## [GIVEN TEXT]
-=-=-

Astorga elevated the denial of her motion via certiorari to the CA, which, in its February 28, 2000 Decision,[19] reversed the RTC ruling. Granting the petition and, consequently, dismissing the replevin case, the CA held that the case is intertwined with Astorga's complaint for illegal dismissal; thus, it is the labor tribunal that has rightful jurisdiction over the complaint. SMART's motion for reconsideration having been denied,[20] it elevated the case to this Court, now docketed as G.R. No. 148132.

Meanwhile, SMART also appealed the unfavorable ruling of the Labor Arbiter in the illegal dismissal case to the National Labor Relations Commission (NLRC). In its September 27, 1999 Decision,[21] the NLRC sustained Astorga's dismissal. Reversing the Labor Arbiter, the NLRC declared the abolition of CSMG and the creation of SNMI to do the sales and marketing services for SMART a valid organizational action. It overruled the Labor Arbiter's ruling that SNMI is an in-house agency, holding that it lacked legal basis. It also declared that contracting, subcontracting and streamlining of operations for the purpose of increasing efficiency are allowed under the law. The NLRC further found erroneous the Labor Arbiter's disquisition that redundancy to be valid must be impelled by economic reasons, and upheld the redundancy measures undertaken by SMART.

-=-=-

## [MATERIAL]
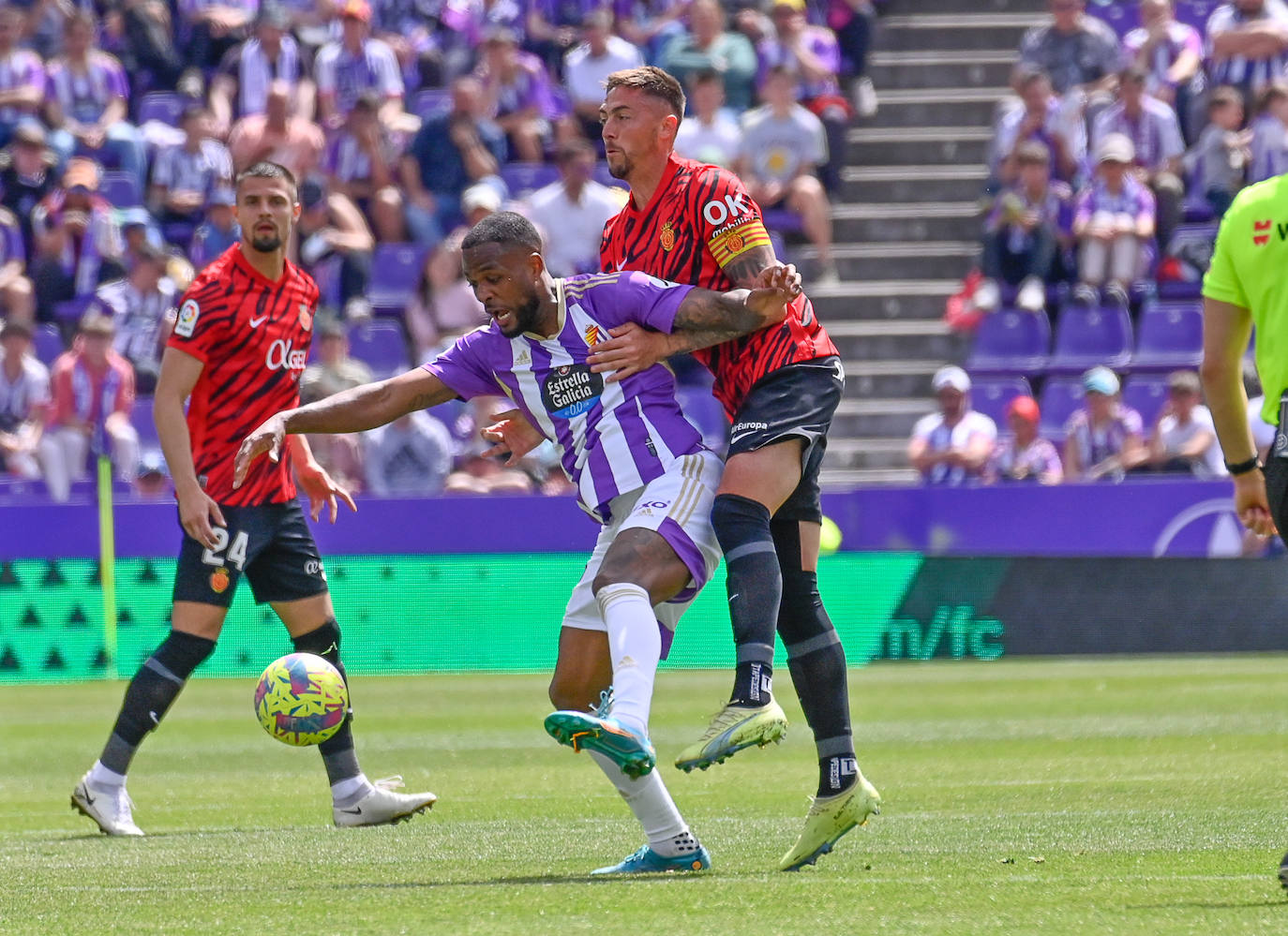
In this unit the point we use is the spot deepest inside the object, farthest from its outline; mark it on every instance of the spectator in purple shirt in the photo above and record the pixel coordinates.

-=-=-

## [PROBLEMS TO SOLVE]
(A) In the given text, on what date did the NLRC issue its decision in the illegal dismissal case?
(B) Copy the given text word for word, starting at "Meanwhile, SMART also" and ending at "undertaken by SMART.".

## [SOLUTIONS FOR EACH TASK]
(A) September 27, 1999

(B)
Meanwhile, SMART also appealed the unfavorable ruling of the Labor Arbiter in the illegal dismissal case to the National Labor Relations Commission (NLRC). In its September 27, 1999 Decision,[21] the NLRC sustained Astorga's dismissal. Reversing the Labor Arbiter, the NLRC declared the abolition of CSMG and the creation of SNMI to do the sales and marketing services for SMART a valid organizational action. It overruled the Labor Arbiter's ruling that SNMI is an in-house agency, holding that it lacked legal basis. It also declared that contracting, subcontracting and streamlining of operations for the purpose of increasing efficiency are allowed under the law. The NLRC further found erroneous the Labor Arbiter's disquisition that redundancy to be valid must be impelled by economic reasons, and upheld the redundancy measures undertaken by SMART.